'''
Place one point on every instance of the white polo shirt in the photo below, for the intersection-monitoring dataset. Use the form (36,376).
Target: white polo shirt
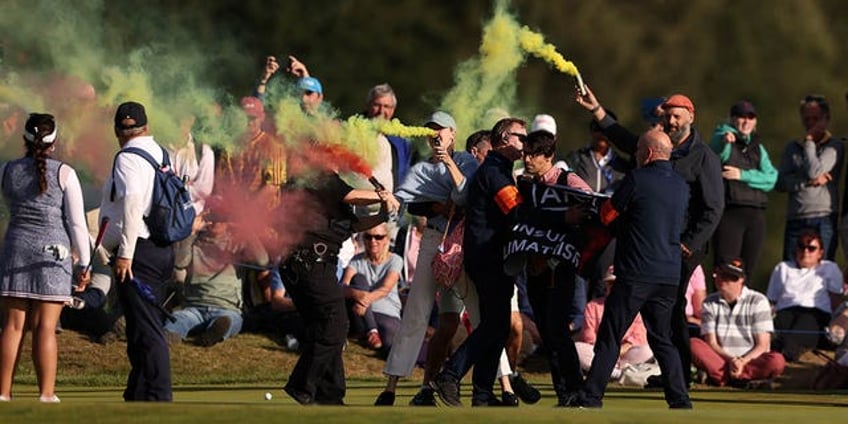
(133,178)
(791,286)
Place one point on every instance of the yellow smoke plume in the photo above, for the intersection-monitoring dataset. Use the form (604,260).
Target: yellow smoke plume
(395,127)
(534,43)
(486,81)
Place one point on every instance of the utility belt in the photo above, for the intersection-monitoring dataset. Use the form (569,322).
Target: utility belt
(302,259)
(317,253)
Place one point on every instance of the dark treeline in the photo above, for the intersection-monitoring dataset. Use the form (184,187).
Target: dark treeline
(715,51)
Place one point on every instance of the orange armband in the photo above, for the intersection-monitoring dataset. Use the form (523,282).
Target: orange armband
(608,213)
(508,198)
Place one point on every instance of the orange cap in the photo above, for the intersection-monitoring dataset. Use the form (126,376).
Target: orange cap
(679,100)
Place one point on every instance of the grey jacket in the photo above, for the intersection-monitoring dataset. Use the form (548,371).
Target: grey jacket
(801,163)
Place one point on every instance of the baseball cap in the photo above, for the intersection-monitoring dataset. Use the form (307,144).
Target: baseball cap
(310,84)
(442,119)
(648,109)
(733,267)
(609,275)
(130,115)
(743,108)
(252,106)
(544,123)
(679,100)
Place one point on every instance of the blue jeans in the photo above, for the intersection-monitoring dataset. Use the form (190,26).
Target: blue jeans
(824,225)
(201,318)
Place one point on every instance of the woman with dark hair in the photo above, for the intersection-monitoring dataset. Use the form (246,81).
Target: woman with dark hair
(804,292)
(46,223)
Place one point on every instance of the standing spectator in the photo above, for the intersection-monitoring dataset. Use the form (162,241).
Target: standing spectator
(748,176)
(634,348)
(381,104)
(127,196)
(372,278)
(736,331)
(701,169)
(648,211)
(479,144)
(36,264)
(430,188)
(493,205)
(809,172)
(212,295)
(598,163)
(696,292)
(309,273)
(804,293)
(551,286)
(312,93)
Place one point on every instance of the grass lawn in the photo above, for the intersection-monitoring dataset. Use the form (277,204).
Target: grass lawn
(227,383)
(245,403)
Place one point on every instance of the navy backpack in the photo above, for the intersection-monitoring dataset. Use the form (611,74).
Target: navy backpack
(172,212)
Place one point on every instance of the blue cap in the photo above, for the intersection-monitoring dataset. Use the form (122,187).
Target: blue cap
(442,119)
(310,84)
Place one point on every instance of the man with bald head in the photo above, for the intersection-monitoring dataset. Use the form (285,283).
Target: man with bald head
(646,214)
(700,167)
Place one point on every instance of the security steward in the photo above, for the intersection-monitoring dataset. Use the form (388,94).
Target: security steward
(309,273)
(647,212)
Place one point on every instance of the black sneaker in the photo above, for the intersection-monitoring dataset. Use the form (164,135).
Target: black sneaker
(485,399)
(172,338)
(424,397)
(386,398)
(215,334)
(526,392)
(509,399)
(447,388)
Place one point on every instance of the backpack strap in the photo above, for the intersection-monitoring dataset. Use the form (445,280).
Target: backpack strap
(166,162)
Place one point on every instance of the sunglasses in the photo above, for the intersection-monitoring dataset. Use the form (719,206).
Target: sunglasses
(521,137)
(808,247)
(724,276)
(814,98)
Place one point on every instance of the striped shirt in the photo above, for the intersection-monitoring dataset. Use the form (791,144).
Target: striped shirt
(735,328)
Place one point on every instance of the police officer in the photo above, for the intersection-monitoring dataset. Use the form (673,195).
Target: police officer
(310,275)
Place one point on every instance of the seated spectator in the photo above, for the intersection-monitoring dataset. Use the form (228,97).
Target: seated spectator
(736,328)
(86,313)
(696,291)
(371,280)
(634,345)
(212,297)
(284,312)
(804,293)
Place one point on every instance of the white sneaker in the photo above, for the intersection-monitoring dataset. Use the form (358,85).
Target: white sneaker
(49,399)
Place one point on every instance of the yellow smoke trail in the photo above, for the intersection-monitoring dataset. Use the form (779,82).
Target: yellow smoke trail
(487,81)
(534,43)
(395,127)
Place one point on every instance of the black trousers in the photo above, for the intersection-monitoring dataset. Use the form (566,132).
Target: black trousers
(318,376)
(482,349)
(551,294)
(679,325)
(799,330)
(740,234)
(147,348)
(655,302)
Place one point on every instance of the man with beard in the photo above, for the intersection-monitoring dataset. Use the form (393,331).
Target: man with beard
(701,168)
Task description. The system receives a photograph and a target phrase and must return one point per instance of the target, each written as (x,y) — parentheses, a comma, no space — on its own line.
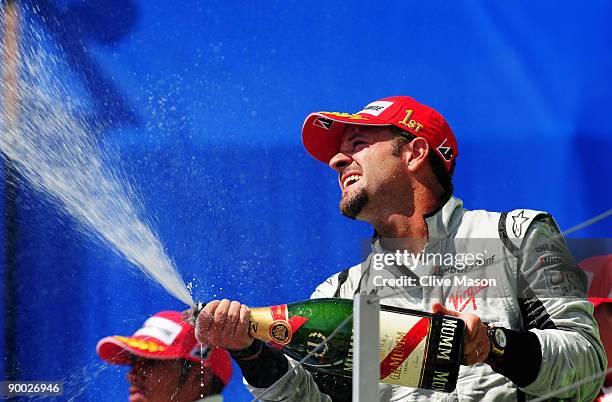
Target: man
(529,328)
(168,364)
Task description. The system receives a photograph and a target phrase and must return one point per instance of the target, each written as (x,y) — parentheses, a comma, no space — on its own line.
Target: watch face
'''
▶ EXERCISE BRIEF
Pictures omitted, give the entries again exactly.

▶ COMPLETED EXERCISE
Place one point on every instance of the white polo shirt in the photo below, for the intersection-monitoring dataset. Use the form (36,376).
Target: white polo shirt
(133,178)
(791,286)
Place one point on every instance of the yellow smoke plume in the photo above, for the intersection-monitoring dataset. Use the form (604,260).
Target: yellow smoke plume
(395,127)
(534,43)
(486,81)
Place one point on every instance of the utility belt in the photo above, for the intersection-monitoring dataset. Use the form (569,322).
Target: utility belt
(302,259)
(317,253)
Place one point on every instance of the dark treeline in the photo above, for the intersection-monitoring dataset. Use the form (184,187).
Target: dark treeline
(715,51)
Place one point on every instance of the orange armband in the photo above, for the intersection-monitoring dataset. Use the form (523,282).
Target: orange armband
(608,213)
(508,198)
Place one point on every instance of the orange cap in the photo above, for the intersection-monitoring dataset. Use the form (126,376).
Target: orange cap
(679,100)
Place one point on every instance of the grey jacket in the photo above, for the intersection-monitoring dataset. Use the form (548,371).
Target: grey jacket
(801,163)
Place one point on every instance of the baseball cap in the photo above, for the intersection-monitoring dataset. Use the form (307,144).
Target: baseball cap
(310,84)
(442,119)
(648,109)
(733,267)
(609,275)
(130,115)
(743,108)
(252,106)
(544,123)
(679,100)
Place one point on every instance of the blue jeans in the photo above, for the intersection-monitoring dataset. Use the form (190,26).
Target: blue jeans
(824,225)
(201,318)
Place one point on every instance of the woman with dark hair in the photo above, for the intersection-monitoring dataset. Use the form (246,81).
Target: woman with dark hair
(804,292)
(46,223)
Place one point on every instance of the standing spectator in the photo above, for the intersection-monitoring dataset. Use the form (162,241).
Target: standing spectator
(748,176)
(634,348)
(381,104)
(127,196)
(372,278)
(736,331)
(701,169)
(648,211)
(479,144)
(36,264)
(430,188)
(493,205)
(809,172)
(212,295)
(598,163)
(696,292)
(309,273)
(804,293)
(551,286)
(312,93)
Place one point on every instance of the grass lawn in the photo above, for the intersection-monitoring dataset. Use the form (277,204).
Target: grass lawn
(227,383)
(245,403)
Place one point on every instance of the navy backpack in the photo above, for the intersection-monitoring dataset. Use the form (611,74).
Target: navy backpack
(172,212)
Place one point on every instance of the blue cap in the photo above, for the intersection-monitoring dataset. Use the form (122,187).
Target: blue cap
(442,119)
(310,84)
Place one point on every instance of the man with bald head in the photo above, for the intersection-monitoring dataset. Use the form (285,283).
Target: man with bald head
(646,214)
(700,167)
Place one point on every instance of the security steward in the photo above, for the intersection-monitoring dataset. Use the form (388,94).
Target: security steward
(309,273)
(647,212)
Place one point on every instance of the black sneaker in the photo above, for the intersection-monitoring dataset. Use the form (164,135).
Target: black sneaker
(485,399)
(172,338)
(424,397)
(386,398)
(215,334)
(526,392)
(509,399)
(447,388)
Place one point on every instance of the backpack strap in the photo above, for the intersection-monitoring dataset. Use the form (445,280).
Target: backpack strap
(166,162)
Place one point on every instance of the sunglasses in the photo above, for the intersection-monitoring dataset. Use the form (719,206).
Target: sunglasses
(521,137)
(808,247)
(724,276)
(814,98)
Place one point on every instance of the striped shirt in the photo above, for the intersection-monitoring dataset. Use the form (791,144).
Target: striped shirt
(735,328)
Place one point on every instance of the police officer in the photo above, for the intersection-monitoring dataset. Use the form (673,195).
Target: police officer
(310,275)
Place one point on every instance of the seated spectator in the photo above, for the intersection-monitoring dataset. Use the form (228,97).
Target: seated spectator
(736,328)
(86,313)
(696,291)
(371,280)
(634,345)
(212,297)
(284,312)
(804,293)
Place one point on every instance of the white sneaker in the photo above, for the intersection-monitoring dataset. Use the form (358,85).
Target: white sneaker
(49,399)
Place one point on every instance of the yellow smoke trail in the photo above, for the intersection-monitoring dataset. Use the form (779,82).
Target: yellow smoke trail
(487,81)
(534,43)
(395,127)
Place one point on every instance of the black trousers in the photo above, for the intersection-monitoring dataset. Use the form (566,132).
Target: black trousers
(318,376)
(482,349)
(551,294)
(679,325)
(799,330)
(740,234)
(147,348)
(655,302)
Place one point on every instance of the man with beard in the photo above, for the intersection-monitoring dataset. Use the form (393,331).
Target: man with beard
(701,168)
Task description. The system receives a photograph and a target phrase and must return one point per instance of the target, each written as (x,y) — parentheses, a comma, no space — on its own line.
Target: man
(529,328)
(168,364)
Task description. The system receives a photograph and a target phrase and must return one point per instance of the target, each written as (x,y) — parentheses, a comma, no space — on its own line.
Target: watch face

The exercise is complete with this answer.